** Job 1 **
According to the coin-drop solution, what is the maximum height above the ground that the coin reaches?

** Reading text **
·····

A coin is dropped from a hot-air balloon that is 300 m above the ground and rising at 10.0 m/s upward. For the coin, find (a) the maximum height reached, (b) its position and velocity 4.00 s after being released, and (c) the time before it hits the ground.


Solution:

Part A

Figure A

Consider Figure A.

We are interested in two positions. Position 1 is where the coin is dropped. At this position, the coin is 300 m above the ground, the time is 0 s, and the velocity is 10.0 m/s upward.

Position 2 is the highest point of the coin reaches. At this position, the velocity is equal to 0 m/s.

Position 1 is the initial position and position 2 is the final position. Solve for the value of y2.

\begin{align*}
\left( v_{y_2} \right)^2 & = \left( v_{y_1} \right)^2 +2a \Delta y \\
\Delta y & = \frac{\left( v_{y_2} \right)^2 - \left( v_{y_1} \right)^2}{2a} \\
y_2 - y_1 & =  \frac{\left( v_{y_2} \right)^2 - \left( v_{y_1} \right)^2}{2a} \\
y_2& =  \frac{\left( v_{y_2} \right)^2 - \left( v_{y_1} \right)^2}{2a} +y_1 \\
y_2 & = \frac{\left( 0 \ \text{m/s} \right)^2-\left( 10.0\ \text{m/s} \right)^2}{2\left( -9.81 \ \text{m/s}^2 \right)}+300\ \text{m}
\\
y_2 & =305 \ \text{m} \ \qquad  {\color{DarkOrange} \left( \text{Answer} \right)}\\
\end{align*}

\therefore The maximum height reached by the coin is about 305 meters from the ground.

Part B

We do not know the position 4 seconds after the coin has been released, the answer can be above or below the initial point. We can actually use one of the kinematical equations to solve for the final position given the time. Here, the initial position is the point of release and the final position is the point of interest at 4.00 seconds after release.

\begin{align*}
\Delta y & = v_{y_1}t+\frac{1}{2}at^2 \\
y_2 - y_1 & = v_{y_1}t+\frac{1}{2}at^2 \\
y_2 & = y_1 +  v_{y_1}t+\frac{1}{2}at^2 \\
y_2 & = 300\ \text{m} +\left( 10\ \text{m/s} \right)\left( 4.00\ \text{s} \right)+\frac{1}{2}\left( -9.81\ \text{m/s}^2 \right)\left( 4.00\ \text{s} \right)^2\\
y_2 & = 261.52\ \text{m} \\
y_2 & = 262\ \text{m}\ \qquad \ {\color{DarkOrange} \left( \text{Answer} \right)}  \\
\end{align*}

\therefore The coin is at a height of 262 meters above the ground 4.00 seconds after release. That is, the coin is already dropping and it is already below the release point.

·····

** Records provided **
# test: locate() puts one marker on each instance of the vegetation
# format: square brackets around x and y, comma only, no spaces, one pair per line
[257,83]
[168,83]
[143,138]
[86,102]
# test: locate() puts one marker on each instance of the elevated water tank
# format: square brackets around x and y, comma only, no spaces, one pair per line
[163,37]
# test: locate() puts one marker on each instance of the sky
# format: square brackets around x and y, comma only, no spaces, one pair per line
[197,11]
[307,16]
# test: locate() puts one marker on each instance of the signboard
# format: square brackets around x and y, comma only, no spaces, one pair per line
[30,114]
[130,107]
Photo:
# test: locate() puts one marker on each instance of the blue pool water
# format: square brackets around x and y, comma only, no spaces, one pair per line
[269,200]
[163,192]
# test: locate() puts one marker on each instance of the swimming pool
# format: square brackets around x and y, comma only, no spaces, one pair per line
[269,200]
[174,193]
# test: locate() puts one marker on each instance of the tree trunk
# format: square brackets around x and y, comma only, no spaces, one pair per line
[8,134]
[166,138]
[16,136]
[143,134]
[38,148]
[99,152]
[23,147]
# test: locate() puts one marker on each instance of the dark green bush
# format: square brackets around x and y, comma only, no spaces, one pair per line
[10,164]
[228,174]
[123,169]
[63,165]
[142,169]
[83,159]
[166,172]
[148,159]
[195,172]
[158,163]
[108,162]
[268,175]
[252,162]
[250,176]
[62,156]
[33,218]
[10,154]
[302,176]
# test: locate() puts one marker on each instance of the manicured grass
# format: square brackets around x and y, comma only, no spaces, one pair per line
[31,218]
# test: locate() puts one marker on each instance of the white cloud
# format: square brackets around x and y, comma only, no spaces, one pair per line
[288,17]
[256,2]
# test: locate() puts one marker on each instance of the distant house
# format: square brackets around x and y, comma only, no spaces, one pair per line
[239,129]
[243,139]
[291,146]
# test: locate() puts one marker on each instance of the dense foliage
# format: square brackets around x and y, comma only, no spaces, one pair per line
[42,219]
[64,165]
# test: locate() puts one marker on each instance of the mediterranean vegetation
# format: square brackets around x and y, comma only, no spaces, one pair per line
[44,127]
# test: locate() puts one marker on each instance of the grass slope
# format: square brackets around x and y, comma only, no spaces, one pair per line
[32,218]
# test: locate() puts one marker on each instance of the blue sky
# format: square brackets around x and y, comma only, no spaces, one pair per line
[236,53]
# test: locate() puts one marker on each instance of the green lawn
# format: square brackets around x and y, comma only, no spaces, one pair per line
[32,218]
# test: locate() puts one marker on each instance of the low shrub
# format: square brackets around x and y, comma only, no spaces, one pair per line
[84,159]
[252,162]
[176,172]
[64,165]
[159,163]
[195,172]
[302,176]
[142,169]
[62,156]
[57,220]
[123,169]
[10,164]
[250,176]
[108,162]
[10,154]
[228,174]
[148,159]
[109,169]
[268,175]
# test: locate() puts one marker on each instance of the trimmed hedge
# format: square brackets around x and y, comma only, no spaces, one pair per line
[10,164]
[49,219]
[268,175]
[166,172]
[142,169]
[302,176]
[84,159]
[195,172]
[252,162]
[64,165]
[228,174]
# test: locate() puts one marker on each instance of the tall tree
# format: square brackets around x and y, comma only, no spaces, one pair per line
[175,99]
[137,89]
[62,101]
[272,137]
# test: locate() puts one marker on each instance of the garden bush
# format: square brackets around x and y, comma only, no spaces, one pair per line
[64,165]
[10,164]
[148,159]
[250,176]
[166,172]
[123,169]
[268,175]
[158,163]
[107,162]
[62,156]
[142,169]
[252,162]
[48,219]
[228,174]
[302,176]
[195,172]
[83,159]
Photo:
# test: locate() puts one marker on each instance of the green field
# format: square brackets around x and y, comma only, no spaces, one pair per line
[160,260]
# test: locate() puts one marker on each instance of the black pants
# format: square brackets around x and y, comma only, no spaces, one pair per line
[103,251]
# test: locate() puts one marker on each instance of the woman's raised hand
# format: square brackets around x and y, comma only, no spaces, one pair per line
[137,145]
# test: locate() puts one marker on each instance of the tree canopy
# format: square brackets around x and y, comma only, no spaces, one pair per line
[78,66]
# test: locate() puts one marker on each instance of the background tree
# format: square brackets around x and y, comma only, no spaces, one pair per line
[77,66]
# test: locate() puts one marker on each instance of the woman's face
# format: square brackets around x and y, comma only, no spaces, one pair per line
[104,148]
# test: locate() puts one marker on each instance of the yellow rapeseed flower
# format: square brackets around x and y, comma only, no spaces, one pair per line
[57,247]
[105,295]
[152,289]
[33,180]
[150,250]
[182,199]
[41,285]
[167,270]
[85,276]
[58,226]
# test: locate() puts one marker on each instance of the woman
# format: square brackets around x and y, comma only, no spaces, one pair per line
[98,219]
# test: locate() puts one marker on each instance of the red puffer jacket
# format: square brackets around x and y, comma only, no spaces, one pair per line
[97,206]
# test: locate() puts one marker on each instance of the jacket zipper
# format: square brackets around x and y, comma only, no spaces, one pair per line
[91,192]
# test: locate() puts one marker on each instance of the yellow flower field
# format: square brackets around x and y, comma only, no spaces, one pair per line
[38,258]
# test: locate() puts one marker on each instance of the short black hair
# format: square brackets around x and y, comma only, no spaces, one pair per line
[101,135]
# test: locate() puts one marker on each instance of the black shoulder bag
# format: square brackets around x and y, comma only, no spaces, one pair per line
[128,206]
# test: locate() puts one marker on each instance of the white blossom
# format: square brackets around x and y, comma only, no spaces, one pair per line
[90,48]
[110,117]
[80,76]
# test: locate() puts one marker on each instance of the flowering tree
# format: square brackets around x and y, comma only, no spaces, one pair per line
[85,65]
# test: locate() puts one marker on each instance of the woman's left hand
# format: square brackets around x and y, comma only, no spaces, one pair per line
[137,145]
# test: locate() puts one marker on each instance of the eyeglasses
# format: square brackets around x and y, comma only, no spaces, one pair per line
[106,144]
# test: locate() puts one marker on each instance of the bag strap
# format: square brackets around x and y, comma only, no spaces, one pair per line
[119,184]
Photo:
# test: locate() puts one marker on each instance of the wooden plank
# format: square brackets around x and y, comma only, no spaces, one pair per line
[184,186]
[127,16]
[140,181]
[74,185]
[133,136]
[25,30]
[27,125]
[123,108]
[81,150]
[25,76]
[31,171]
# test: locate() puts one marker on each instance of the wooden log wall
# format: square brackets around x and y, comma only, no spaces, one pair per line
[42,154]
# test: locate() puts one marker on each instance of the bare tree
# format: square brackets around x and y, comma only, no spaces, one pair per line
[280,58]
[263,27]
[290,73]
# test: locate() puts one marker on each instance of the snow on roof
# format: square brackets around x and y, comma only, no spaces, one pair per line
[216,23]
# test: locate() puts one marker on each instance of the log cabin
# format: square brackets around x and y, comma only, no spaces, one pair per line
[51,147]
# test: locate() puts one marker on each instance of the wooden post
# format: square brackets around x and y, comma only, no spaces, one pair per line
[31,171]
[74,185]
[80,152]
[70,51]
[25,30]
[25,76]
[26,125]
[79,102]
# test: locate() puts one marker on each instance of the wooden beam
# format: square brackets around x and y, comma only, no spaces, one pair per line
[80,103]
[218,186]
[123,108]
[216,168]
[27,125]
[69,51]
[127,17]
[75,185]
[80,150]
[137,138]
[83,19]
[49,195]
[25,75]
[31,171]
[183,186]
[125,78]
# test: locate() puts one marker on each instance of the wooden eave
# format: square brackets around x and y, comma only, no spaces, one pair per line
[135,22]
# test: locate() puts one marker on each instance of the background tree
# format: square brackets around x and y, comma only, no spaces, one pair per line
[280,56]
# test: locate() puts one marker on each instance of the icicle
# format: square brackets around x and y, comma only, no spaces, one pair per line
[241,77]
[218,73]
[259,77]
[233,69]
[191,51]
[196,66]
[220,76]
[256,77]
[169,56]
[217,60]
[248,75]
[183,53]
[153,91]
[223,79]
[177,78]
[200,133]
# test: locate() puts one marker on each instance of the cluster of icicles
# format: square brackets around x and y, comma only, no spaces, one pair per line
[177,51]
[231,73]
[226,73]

·····

** Job 2 **
State how many lines of the records contain the string "green", matching case exactly, and give only the number.

** Exercise answer 1 **
About 305 meters.

** Exercise answer 2 **
3